AIM
Copy the lines of the listing below word for word, starting at the line containing "of the whole" and ending at the line containing "of the small", with both of those lines included.

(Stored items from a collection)

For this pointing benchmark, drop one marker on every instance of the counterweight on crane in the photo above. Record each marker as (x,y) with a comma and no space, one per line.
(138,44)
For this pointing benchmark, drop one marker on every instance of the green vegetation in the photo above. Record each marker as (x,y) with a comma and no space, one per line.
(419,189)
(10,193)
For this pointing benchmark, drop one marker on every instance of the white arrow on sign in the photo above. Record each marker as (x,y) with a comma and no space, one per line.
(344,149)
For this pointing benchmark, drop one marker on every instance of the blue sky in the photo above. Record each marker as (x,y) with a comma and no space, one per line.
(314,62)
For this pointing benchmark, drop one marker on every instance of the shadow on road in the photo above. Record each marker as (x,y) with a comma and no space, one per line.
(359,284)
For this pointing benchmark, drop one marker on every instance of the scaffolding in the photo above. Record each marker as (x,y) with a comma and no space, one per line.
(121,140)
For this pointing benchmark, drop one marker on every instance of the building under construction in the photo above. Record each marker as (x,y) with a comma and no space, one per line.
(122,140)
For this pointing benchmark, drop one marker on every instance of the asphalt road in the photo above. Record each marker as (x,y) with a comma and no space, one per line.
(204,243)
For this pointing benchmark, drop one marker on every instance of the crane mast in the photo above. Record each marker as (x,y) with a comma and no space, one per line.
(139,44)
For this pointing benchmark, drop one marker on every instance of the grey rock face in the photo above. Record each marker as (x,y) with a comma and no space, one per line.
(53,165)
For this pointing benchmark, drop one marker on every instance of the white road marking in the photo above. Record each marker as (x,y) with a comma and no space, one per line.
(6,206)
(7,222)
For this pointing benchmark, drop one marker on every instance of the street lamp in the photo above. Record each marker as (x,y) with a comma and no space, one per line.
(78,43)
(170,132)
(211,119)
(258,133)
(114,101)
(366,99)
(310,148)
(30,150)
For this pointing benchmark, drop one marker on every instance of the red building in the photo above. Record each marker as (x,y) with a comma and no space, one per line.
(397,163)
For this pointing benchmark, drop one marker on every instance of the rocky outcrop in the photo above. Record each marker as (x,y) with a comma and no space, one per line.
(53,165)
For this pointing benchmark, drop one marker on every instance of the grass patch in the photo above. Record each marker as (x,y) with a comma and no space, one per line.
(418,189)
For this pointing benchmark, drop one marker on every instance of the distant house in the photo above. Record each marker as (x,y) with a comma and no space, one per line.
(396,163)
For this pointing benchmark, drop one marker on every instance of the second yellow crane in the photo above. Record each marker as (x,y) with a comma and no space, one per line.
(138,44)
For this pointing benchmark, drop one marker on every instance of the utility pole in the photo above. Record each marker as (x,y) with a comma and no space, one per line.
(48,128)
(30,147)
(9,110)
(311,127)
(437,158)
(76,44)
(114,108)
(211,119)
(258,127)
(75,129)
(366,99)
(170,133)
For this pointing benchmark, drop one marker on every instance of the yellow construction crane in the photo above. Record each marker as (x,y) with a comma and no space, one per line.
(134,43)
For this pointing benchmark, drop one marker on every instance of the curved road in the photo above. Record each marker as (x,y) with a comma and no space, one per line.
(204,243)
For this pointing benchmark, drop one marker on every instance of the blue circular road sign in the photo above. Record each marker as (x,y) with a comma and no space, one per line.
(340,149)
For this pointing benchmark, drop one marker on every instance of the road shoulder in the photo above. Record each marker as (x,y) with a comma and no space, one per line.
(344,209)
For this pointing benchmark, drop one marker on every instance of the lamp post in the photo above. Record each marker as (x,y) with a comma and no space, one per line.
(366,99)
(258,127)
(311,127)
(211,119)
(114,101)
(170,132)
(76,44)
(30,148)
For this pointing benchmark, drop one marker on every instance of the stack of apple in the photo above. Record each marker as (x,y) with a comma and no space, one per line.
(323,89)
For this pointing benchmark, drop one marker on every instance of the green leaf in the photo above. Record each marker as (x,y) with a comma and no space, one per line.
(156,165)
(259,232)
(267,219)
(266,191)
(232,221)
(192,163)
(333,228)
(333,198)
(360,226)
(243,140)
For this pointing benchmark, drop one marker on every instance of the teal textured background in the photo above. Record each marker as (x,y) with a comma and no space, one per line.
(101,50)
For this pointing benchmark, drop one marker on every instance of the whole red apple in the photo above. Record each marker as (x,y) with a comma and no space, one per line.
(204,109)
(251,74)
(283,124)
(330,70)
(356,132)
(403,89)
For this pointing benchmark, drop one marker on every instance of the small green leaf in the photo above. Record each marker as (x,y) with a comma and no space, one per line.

---

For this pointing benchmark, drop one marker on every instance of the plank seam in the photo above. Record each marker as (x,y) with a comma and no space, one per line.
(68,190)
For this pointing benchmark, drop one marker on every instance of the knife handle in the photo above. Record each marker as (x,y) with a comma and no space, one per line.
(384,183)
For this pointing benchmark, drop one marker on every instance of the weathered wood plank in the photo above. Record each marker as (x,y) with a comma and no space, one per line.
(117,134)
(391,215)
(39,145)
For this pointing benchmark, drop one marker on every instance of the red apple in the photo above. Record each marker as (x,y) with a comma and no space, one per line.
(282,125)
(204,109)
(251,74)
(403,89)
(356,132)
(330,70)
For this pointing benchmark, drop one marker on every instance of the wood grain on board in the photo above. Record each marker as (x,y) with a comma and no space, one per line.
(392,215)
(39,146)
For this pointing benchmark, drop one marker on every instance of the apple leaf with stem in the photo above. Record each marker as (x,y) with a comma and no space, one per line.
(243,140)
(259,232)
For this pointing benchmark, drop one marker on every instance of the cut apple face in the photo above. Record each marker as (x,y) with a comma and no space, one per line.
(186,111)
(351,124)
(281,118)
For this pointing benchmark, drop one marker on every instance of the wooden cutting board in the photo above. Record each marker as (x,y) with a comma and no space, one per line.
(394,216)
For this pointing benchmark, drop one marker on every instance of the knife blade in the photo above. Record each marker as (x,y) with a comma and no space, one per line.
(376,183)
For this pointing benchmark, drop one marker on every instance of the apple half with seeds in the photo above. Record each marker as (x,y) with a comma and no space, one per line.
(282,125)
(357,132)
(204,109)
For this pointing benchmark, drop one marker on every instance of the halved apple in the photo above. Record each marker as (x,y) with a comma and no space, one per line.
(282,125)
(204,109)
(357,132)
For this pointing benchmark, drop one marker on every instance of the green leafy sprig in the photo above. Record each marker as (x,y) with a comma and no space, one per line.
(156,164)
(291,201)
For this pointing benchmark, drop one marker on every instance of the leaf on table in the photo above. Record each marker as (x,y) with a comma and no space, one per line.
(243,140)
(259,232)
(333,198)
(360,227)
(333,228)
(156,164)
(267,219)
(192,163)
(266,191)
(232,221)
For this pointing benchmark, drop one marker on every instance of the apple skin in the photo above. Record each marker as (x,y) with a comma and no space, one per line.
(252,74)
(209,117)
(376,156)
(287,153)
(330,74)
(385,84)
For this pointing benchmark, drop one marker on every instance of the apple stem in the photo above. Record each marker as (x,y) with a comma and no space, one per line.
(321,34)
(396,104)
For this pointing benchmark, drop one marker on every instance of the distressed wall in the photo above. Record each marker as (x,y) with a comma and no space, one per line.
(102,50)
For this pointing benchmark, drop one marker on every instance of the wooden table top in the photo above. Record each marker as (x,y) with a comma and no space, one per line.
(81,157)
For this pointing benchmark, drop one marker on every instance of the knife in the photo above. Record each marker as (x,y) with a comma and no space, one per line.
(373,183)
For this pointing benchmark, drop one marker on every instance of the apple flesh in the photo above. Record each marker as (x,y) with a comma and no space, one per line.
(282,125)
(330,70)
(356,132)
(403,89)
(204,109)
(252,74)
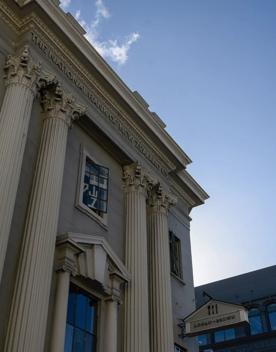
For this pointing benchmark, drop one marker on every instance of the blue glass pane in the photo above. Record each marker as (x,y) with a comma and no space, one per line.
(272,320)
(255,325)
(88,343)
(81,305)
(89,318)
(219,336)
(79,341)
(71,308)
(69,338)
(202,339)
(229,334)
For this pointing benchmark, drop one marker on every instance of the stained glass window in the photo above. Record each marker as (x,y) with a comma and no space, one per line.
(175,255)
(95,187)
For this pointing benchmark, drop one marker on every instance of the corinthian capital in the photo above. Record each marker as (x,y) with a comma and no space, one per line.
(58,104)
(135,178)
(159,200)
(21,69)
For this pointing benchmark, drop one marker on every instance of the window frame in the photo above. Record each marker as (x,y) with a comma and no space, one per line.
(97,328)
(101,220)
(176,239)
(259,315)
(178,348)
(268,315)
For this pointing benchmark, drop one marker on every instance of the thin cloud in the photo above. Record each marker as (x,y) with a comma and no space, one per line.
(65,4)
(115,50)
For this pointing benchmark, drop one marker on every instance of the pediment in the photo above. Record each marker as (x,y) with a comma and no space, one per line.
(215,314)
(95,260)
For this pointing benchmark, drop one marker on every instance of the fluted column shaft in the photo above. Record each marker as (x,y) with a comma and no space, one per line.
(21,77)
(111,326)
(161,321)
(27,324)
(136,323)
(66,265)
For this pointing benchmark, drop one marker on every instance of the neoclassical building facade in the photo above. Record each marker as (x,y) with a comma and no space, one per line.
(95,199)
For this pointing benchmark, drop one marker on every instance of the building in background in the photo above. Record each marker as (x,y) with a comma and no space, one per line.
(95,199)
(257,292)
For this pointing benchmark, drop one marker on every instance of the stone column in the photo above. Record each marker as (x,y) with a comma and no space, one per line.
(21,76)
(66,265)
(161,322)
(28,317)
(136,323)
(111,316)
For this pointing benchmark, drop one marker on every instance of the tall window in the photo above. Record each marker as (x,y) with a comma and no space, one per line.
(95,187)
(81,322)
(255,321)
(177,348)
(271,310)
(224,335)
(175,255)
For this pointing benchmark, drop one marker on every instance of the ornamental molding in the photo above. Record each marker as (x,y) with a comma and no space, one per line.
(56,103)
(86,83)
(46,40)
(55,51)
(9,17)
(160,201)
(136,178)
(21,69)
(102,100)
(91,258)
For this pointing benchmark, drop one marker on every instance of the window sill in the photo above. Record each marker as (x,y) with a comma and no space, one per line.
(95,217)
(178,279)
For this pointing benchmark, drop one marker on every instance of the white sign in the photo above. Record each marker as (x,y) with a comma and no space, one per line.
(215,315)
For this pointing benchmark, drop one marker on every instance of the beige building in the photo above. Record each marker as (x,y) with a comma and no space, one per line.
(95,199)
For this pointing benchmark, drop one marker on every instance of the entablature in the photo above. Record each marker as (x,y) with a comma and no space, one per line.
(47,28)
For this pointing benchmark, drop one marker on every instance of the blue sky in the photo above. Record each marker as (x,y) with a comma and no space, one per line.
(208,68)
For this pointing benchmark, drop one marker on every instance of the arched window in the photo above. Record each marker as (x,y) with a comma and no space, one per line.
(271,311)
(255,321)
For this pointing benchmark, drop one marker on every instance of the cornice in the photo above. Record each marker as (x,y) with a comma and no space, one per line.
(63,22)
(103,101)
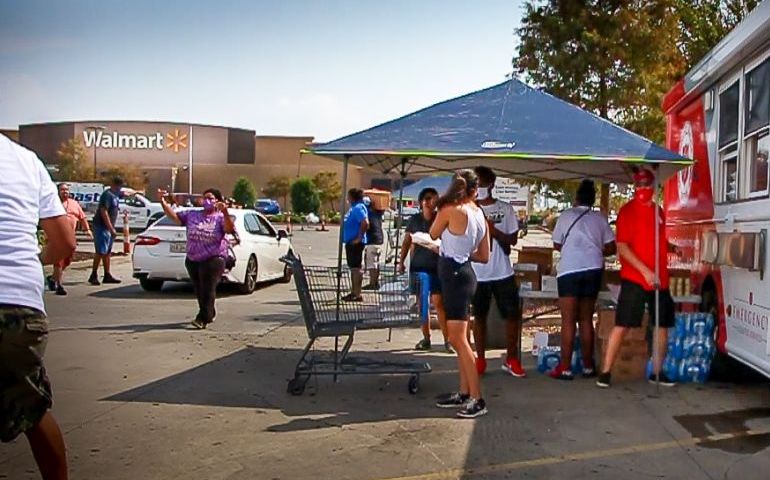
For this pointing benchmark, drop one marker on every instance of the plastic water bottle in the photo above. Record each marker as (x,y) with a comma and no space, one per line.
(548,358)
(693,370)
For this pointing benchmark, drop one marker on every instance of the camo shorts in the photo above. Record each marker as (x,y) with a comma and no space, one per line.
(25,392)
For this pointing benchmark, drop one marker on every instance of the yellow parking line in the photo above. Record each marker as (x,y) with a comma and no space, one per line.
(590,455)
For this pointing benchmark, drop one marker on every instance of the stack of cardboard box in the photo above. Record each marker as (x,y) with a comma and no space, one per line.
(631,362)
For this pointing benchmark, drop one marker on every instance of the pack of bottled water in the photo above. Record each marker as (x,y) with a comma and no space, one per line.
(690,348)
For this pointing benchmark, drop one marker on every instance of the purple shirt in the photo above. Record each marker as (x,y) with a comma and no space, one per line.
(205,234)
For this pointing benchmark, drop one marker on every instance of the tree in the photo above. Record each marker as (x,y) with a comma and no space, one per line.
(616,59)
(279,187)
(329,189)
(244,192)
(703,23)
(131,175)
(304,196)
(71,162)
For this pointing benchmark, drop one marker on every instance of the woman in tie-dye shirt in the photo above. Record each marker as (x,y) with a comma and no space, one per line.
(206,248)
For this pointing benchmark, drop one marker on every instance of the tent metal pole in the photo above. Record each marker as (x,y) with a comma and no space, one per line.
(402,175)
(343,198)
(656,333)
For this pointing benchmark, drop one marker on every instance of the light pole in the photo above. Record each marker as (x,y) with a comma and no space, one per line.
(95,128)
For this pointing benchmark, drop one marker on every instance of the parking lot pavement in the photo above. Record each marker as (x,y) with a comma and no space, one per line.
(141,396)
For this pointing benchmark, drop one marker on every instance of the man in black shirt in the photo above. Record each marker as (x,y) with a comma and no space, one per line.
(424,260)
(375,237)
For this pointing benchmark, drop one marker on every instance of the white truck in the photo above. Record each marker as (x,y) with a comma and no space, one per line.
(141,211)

ANSWER TO THE EXERCISE
For this pointing benchmark, drop one marker on every instance of the whole red apple in the photo above. Record each marker as (x,y) with a comma and no space, one per line.
(204,109)
(251,74)
(283,124)
(330,70)
(356,132)
(403,89)
For this pointing benchmark, drop one marker on every instance of the small green leaf in the photo above. Record each marker as (x,y) with a comma and no space, one per line.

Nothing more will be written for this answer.